TO BE DONE: Reproduce nothing but the closing run of lines: the line with "--target black pants" and each line that follows it to the end of the data.

====== RECORDS PROVIDED

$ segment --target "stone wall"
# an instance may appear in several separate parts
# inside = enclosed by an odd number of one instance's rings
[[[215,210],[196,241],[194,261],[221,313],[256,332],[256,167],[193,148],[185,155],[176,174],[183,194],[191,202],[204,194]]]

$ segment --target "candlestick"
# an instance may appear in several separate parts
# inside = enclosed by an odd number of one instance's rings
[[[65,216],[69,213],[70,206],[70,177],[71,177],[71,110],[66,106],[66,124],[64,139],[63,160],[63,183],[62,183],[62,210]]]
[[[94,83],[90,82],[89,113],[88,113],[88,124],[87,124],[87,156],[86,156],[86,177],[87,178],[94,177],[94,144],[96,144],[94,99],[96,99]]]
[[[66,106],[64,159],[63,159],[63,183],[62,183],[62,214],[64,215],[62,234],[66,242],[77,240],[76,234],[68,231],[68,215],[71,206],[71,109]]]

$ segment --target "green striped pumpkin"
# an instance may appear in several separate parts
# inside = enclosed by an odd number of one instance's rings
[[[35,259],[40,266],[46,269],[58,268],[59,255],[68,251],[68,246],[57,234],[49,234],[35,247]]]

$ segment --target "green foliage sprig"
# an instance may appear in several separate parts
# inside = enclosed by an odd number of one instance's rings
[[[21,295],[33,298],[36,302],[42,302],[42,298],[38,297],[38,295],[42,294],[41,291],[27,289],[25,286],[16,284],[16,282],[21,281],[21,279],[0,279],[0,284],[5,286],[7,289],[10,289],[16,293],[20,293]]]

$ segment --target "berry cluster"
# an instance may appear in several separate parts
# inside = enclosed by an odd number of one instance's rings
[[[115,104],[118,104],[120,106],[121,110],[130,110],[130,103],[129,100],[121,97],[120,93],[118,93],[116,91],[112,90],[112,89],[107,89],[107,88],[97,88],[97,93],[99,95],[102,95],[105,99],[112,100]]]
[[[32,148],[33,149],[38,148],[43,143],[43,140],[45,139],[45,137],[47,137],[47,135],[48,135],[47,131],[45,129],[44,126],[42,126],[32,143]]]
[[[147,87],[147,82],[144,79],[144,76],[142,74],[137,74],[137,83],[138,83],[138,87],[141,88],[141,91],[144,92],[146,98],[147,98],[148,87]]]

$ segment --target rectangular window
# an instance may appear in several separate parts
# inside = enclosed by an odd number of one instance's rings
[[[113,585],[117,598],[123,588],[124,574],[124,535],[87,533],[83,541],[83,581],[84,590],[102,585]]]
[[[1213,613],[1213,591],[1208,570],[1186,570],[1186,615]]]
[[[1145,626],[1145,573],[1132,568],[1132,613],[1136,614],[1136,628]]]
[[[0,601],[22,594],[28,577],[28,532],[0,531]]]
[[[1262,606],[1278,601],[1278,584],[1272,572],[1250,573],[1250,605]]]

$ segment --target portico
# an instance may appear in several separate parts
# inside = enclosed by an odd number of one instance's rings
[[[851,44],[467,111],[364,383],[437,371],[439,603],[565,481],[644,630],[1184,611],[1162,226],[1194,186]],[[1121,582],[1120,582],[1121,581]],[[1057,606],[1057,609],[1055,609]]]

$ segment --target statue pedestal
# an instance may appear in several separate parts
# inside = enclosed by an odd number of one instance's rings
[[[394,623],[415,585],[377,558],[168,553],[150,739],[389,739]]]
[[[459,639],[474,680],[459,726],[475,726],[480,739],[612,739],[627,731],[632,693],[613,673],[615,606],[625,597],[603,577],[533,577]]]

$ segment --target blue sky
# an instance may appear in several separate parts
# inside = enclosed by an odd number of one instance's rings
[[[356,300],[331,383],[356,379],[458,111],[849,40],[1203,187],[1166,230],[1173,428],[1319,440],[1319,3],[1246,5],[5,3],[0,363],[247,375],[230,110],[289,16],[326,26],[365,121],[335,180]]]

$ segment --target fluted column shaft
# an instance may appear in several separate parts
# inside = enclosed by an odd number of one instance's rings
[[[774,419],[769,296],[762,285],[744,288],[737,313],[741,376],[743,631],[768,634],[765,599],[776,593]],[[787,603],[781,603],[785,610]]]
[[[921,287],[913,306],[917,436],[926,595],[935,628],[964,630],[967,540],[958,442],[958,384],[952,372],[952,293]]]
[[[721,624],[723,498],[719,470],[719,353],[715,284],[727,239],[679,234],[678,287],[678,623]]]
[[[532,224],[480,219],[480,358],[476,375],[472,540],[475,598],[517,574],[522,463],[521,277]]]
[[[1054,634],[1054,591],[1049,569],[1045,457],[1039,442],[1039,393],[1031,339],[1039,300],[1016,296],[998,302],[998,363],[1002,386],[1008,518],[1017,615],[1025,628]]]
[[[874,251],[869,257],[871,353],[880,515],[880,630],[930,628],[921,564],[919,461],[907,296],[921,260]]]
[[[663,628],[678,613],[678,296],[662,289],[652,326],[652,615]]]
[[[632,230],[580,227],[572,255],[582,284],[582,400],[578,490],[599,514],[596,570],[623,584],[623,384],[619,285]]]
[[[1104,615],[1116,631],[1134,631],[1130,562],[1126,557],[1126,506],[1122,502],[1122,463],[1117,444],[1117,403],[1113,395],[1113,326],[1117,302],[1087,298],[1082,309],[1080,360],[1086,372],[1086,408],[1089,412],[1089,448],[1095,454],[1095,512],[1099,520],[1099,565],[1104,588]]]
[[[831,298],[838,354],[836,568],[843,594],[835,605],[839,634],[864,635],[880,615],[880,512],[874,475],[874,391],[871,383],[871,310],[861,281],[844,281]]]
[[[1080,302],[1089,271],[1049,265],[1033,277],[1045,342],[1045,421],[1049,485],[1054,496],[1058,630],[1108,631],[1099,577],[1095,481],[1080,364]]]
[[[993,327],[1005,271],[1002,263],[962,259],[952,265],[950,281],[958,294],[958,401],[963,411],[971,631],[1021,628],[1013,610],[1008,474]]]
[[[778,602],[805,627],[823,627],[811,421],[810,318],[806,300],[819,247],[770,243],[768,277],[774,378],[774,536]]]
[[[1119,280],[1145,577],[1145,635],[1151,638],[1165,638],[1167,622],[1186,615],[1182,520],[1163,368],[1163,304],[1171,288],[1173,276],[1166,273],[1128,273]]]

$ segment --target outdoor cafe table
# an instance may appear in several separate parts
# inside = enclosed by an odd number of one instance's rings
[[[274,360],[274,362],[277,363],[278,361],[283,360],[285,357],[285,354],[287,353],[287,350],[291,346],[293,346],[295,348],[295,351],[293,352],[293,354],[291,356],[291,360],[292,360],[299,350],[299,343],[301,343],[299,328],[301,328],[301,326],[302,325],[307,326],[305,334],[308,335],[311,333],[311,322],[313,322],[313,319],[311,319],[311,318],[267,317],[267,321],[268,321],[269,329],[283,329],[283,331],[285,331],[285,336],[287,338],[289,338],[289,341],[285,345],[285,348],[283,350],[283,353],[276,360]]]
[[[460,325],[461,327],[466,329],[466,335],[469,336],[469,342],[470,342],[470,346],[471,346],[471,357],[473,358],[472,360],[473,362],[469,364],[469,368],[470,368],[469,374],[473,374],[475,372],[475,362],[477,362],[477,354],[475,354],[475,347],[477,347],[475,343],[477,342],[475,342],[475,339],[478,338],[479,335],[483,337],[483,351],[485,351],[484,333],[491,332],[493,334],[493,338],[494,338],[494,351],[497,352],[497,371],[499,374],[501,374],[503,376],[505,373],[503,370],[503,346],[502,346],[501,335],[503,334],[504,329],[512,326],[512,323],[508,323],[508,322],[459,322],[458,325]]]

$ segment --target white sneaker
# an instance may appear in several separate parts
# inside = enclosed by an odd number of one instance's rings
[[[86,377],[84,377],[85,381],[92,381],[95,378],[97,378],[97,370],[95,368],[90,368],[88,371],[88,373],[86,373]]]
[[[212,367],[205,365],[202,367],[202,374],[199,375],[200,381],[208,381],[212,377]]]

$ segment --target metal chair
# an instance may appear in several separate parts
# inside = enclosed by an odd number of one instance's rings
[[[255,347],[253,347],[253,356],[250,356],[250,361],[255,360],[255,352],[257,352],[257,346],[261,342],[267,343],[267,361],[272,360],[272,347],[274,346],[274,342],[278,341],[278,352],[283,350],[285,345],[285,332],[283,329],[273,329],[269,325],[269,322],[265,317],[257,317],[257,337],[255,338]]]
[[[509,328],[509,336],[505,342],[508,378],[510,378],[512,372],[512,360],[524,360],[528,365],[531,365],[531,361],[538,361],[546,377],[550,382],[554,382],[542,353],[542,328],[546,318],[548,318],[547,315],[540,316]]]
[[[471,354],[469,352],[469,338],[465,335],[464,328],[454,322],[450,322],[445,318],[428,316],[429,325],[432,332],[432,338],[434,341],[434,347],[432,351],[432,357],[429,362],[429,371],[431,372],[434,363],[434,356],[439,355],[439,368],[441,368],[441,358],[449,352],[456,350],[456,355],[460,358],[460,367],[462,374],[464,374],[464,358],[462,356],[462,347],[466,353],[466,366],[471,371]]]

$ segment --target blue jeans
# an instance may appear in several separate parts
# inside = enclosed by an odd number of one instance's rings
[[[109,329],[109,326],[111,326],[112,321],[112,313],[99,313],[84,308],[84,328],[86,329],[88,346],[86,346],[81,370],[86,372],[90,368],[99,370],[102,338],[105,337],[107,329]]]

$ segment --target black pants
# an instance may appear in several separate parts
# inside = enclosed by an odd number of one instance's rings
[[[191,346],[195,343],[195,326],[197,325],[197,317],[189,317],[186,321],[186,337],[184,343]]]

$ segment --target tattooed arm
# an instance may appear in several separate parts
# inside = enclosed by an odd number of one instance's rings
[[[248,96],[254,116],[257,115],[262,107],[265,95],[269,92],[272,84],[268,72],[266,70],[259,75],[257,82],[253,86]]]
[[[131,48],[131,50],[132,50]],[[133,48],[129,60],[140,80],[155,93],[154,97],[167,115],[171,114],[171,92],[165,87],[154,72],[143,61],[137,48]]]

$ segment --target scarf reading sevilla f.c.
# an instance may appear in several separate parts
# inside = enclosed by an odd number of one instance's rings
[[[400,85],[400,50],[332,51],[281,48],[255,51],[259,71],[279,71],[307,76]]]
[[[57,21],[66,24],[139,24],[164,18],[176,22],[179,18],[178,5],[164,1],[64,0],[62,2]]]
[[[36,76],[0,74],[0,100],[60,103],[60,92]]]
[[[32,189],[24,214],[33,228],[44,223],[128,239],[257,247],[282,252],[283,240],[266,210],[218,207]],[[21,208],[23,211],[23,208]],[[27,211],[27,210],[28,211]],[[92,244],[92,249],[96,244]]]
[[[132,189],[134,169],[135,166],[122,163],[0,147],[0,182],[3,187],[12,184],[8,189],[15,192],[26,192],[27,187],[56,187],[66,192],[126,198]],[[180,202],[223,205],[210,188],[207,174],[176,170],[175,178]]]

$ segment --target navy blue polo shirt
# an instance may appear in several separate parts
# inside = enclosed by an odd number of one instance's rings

============

EXERCISE ANSWER:
$ segment --target black pants
# an instance may appear in several separate parts
# inside = enclosed by an odd number of one instance's rings
[[[191,346],[195,343],[195,326],[197,325],[197,317],[189,317],[186,321],[186,337],[184,343]]]

$ segment --target tattooed arm
# an instance may appear in several separate parts
# inside = enclosed by an odd number of one instance's rings
[[[248,96],[254,116],[257,115],[262,107],[265,95],[269,92],[272,84],[268,72],[266,70],[259,75],[257,82],[253,86]]]
[[[131,48],[131,50],[132,50]],[[133,48],[129,60],[140,80],[155,93],[154,97],[167,115],[171,114],[171,92],[165,87],[154,72],[143,61],[137,48]]]

$ segment --target scarf reading sevilla f.c.
# an instance may appear in several separate parts
# inside = enclosed by an odd number of one instance's rings
[[[400,85],[400,50],[332,51],[281,48],[255,51],[259,71],[279,71],[307,76]]]
[[[57,21],[66,24],[139,24],[164,18],[176,22],[179,18],[178,5],[164,1],[64,0],[62,2]]]
[[[36,76],[0,74],[0,100],[60,103],[60,92]]]
[[[32,189],[24,214],[33,228],[44,223],[128,239],[257,247],[282,252],[283,240],[266,210],[218,207]],[[21,208],[23,211],[23,208]],[[27,211],[27,210],[28,211]],[[92,244],[92,249],[96,244]]]
[[[132,189],[134,169],[135,166],[122,163],[0,147],[0,182],[3,187],[12,184],[8,189],[15,192],[26,192],[27,187],[56,187],[66,192],[126,198]],[[180,202],[223,205],[210,188],[207,174],[176,170],[175,178]]]

$ segment --target navy blue polo shirt
# an instance may appear in several separate parts
# inside = enclosed by an odd number of one instance's rings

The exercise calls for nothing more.